Job 1 - Please summarize the commentary on the music video in two sentences.
Job 2 - Count how many lines in the rows contain the word "wall". Reply with the number alone.

Quoted passage -
****************
Have the PCD’s (The Pussycat Dolls) stooped to a new low?  I was watching the film clip to their song “I Hate This Part Right Here” when I was stunned by the scene depicting one of the girls draped in a very suggestive “come and get me” pose over a pinball machine. This appears in a film clip set in the desert (it’s all lone roads, cacti, wolves and deers up to this point) which made the shot all the more bewildering. It’s about 2min 30 in:


 
The first thing that came to my mind was that this was designed to be reminiscent of the infamous gang rape scene in the Jodie Foster film The Accused – a scene in which Foster’s character is gang raped on a pinball machine in a small-town bar. This scene was absolutely harrowing and had me, like so many other cinema goers, leaving the cinema sobbing.

Am I reading too much into this? And if I am, what else are we to make of a pinball machine in the desert decorated by a panting Pussycat Doll?   

Glorifying violence against women is sadly not new. Dolce and Gabbana alluded to gang rape in their 2007 advertising campaign:

And what about the episode of America’s Next Top Super Model that featured the wannabe models posing for shots that depicted them as victims of violent crime?


 
The judges comments were breath-takingly offensive and included: “Gorgeous!”, “Fantastic!”, “Amazing!”, “Absolutely beautiful!”, “You don’t look dead enough” and, “Death becomes you, young lady!”
****************
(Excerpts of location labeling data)

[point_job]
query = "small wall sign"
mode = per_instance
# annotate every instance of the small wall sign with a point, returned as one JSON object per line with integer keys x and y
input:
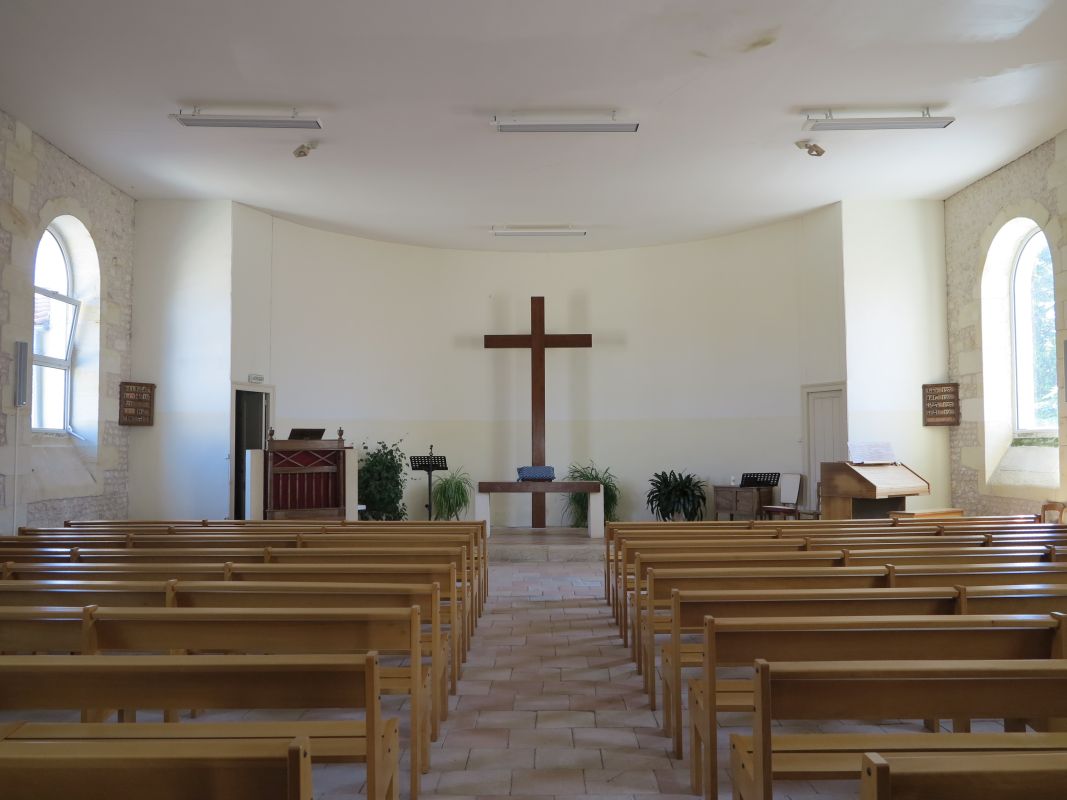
{"x": 940, "y": 403}
{"x": 137, "y": 403}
****************
Exercise response 1 - The writer asks whether a scene in the Pussycat Dolls clip for "I Hate This Part Right Here," where one of the group is draped over a pinball machine in the desert, was designed to recall the gang rape scene in The Accused. The writer adds that glorifying violence against women is not new, pointing to a 2007 Dolce and Gabbana campaign that alluded to gang rape and an America's Next Top Super Model episode in which the models posed as victims of violent crime.

Exercise response 2 - 2